**WRITTEN PROBLEM**
Can you give the material below as a JSON list of strings, one string per line, with blank lines and the pictures left out?

----------

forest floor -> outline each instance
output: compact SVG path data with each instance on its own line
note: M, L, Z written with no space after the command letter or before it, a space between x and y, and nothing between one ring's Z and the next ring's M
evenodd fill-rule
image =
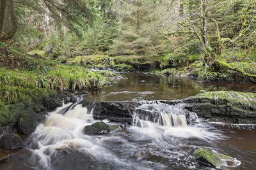
M185 75L202 81L256 82L256 62L251 53L236 54L229 60L220 57L209 67L204 64L200 54L186 57L172 57L172 53L157 57L95 54L53 60L42 50L24 53L12 46L1 46L0 50L0 127L17 126L20 118L45 111L48 104L45 101L59 97L61 92L70 95L115 82L115 74L106 71L109 68Z
M200 81L256 83L256 62L243 56L239 59L215 59L212 66L207 66L200 59L200 55L180 64L166 56L147 57L140 56L109 57L104 55L78 56L65 62L87 67L118 71L141 71L147 73L193 76Z
M86 94L84 90L100 89L115 81L111 71L92 71L78 64L61 64L40 55L0 48L0 133L4 130L3 127L17 127L22 118L51 109L49 104L54 104L45 102L50 97L60 97L60 94L67 92L68 95L83 90ZM57 106L59 103L56 103Z

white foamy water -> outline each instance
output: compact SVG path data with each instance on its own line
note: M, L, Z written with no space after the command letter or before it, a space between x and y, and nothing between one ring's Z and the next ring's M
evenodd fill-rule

----------

**ANSWER TO THE PROBLEM**
[
  "forest floor -> outline each instance",
  "output: compact SVG path data with each instance on its own line",
  "note: M, L, Z written with no space after the command letter or before it, a space between x and y, and nothing between one ring's Z and the next ring's M",
  "evenodd fill-rule",
  "image =",
  "M185 75L202 81L256 82L256 62L251 53L236 54L229 60L220 57L209 67L204 64L200 54L186 57L172 57L172 53L157 57L95 54L53 60L42 50L24 53L12 46L1 46L0 50L0 127L17 126L20 118L45 111L48 104L45 101L59 97L61 92L70 95L115 82L115 74L106 71L109 68Z",
  "M200 81L256 83L256 62L243 56L239 59L215 59L212 66L207 66L200 59L200 55L180 64L166 56L147 57L140 56L109 57L104 55L78 56L65 62L87 67L118 71L141 71L147 73L193 76Z",
  "M86 94L84 90L100 89L115 81L111 71L92 71L78 64L61 64L40 55L0 48L0 133L4 130L3 127L17 127L22 118L51 109L49 104L54 104L45 102L50 97L60 97L60 94L67 92L68 95L83 90ZM57 106L59 103L56 103Z",
  "white foamy water -> outline each instance",
  "output: compact SVG path data with each instance on its own line",
  "note: M, L, Z written with no space after the command letter or before it, a space between x and y, and nothing between one ring's Z and the next ring's M",
  "evenodd fill-rule"
]